When you reach the line that contains "Teacher note: indicate the red oval" in the entries below, begin returning lines exactly as written and continue through the last one.

_ _ _

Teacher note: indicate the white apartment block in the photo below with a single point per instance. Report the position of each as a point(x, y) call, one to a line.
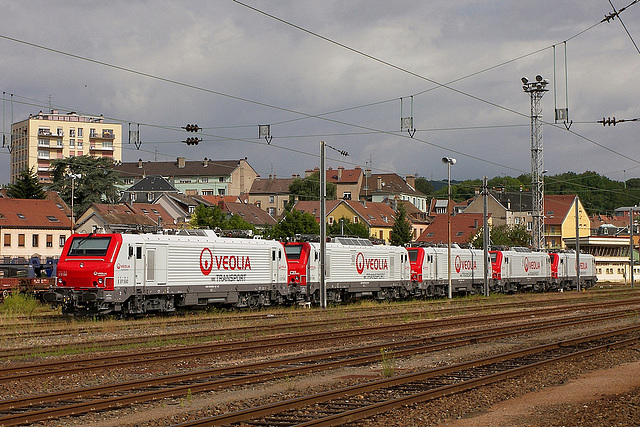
point(42, 138)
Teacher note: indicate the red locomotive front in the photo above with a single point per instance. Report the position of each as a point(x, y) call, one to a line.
point(87, 261)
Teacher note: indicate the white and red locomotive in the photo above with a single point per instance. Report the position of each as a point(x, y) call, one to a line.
point(133, 274)
point(354, 267)
point(146, 273)
point(430, 270)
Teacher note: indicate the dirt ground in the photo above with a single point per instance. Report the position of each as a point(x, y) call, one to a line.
point(588, 388)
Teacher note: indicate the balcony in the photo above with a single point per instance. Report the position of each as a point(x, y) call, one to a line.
point(105, 135)
point(94, 147)
point(47, 132)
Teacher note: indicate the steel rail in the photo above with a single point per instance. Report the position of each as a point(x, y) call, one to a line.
point(182, 390)
point(360, 413)
point(42, 369)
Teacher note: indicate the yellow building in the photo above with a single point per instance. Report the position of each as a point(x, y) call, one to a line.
point(42, 138)
point(560, 220)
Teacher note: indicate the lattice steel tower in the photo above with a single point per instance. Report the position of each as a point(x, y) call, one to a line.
point(536, 90)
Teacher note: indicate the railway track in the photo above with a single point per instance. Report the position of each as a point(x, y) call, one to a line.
point(273, 326)
point(37, 408)
point(58, 326)
point(357, 402)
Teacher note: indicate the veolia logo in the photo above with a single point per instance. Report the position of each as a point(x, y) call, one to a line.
point(206, 261)
point(370, 263)
point(464, 265)
point(531, 265)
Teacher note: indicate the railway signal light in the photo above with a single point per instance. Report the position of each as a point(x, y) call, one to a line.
point(191, 128)
point(609, 121)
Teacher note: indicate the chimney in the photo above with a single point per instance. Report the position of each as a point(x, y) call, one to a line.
point(411, 181)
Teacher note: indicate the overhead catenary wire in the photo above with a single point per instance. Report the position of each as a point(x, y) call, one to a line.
point(311, 115)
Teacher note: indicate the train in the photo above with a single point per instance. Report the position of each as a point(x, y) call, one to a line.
point(32, 276)
point(138, 274)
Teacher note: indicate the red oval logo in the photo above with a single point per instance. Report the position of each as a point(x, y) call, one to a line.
point(360, 263)
point(206, 261)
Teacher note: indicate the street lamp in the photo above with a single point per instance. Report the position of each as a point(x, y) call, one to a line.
point(73, 177)
point(449, 161)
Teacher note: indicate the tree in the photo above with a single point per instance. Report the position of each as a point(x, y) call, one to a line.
point(351, 229)
point(213, 217)
point(503, 235)
point(96, 181)
point(401, 231)
point(26, 186)
point(424, 186)
point(309, 188)
point(206, 217)
point(295, 222)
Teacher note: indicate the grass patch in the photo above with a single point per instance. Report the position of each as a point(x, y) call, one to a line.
point(388, 363)
point(20, 304)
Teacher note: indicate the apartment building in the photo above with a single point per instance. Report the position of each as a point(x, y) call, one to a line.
point(44, 137)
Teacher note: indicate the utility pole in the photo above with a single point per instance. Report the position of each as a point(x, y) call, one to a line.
point(485, 236)
point(323, 224)
point(536, 90)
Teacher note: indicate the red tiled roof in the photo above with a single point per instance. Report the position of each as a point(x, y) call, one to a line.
point(463, 227)
point(32, 213)
point(349, 176)
point(556, 208)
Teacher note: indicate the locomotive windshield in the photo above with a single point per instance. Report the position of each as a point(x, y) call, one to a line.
point(89, 246)
point(293, 251)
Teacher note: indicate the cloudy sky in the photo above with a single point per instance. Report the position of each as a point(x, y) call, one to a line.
point(344, 72)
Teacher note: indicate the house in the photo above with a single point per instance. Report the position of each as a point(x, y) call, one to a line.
point(378, 187)
point(179, 206)
point(377, 217)
point(250, 213)
point(147, 190)
point(124, 218)
point(612, 256)
point(464, 227)
point(32, 228)
point(272, 194)
point(560, 220)
point(348, 181)
point(208, 177)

_ _ _

**SOLUTION FOR THIS EXERCISE:**
Teacher note: indicate the red oval logo in the photo above with a single point per instance. Report the position of each as a point(x, y) call, one to a line.
point(360, 263)
point(206, 261)
Teacher note: indicate the street lamp in the photo above with a single point per instance. Report the position of each as a point(x, y) call, one to a line.
point(73, 177)
point(449, 161)
Teacher note: indicate the tree in the photo above with a single point per instance. Report the position of each as a point(x, y) call, one to a line.
point(351, 229)
point(213, 217)
point(503, 235)
point(96, 181)
point(401, 231)
point(26, 186)
point(424, 186)
point(309, 188)
point(206, 217)
point(295, 222)
Teacher note: indicate the grass patch in the photo above with a single point per instance. Report the position of each as a point(x, y) call, one to a line.
point(388, 363)
point(20, 304)
Teacher note: indicate the apartment building in the photo above with a single point per instance. Report the position of each as a point(x, y) call, one to a line.
point(44, 137)
Teacher note: indicate the utility pole in the photo above with a single point per instance. Report the position of each as a point(x, y) call, one to a line.
point(485, 236)
point(323, 224)
point(536, 90)
Teacher note: indicate the red tiled roof in the photo above with a single point per instance. Report the position of each as a point(x, y) call, one to a line.
point(463, 227)
point(32, 213)
point(349, 176)
point(556, 208)
Teacher note: indicate the locomotive windshield in the photo above with a single point per instance. Report the position of each as a point(x, y) call, one to a line.
point(89, 246)
point(293, 251)
Teacher note: indicate the cloudy sky in the photo above with a single point per instance. Report the position of each as a point(x, y) call, one to a line.
point(344, 72)
Teacher note: indicate the house in the photo above with a single point per instance. Report the position of each as a point(x, y) call, one to a line.
point(378, 187)
point(179, 206)
point(377, 217)
point(250, 213)
point(147, 190)
point(124, 218)
point(612, 256)
point(464, 227)
point(32, 228)
point(272, 194)
point(560, 220)
point(348, 181)
point(208, 177)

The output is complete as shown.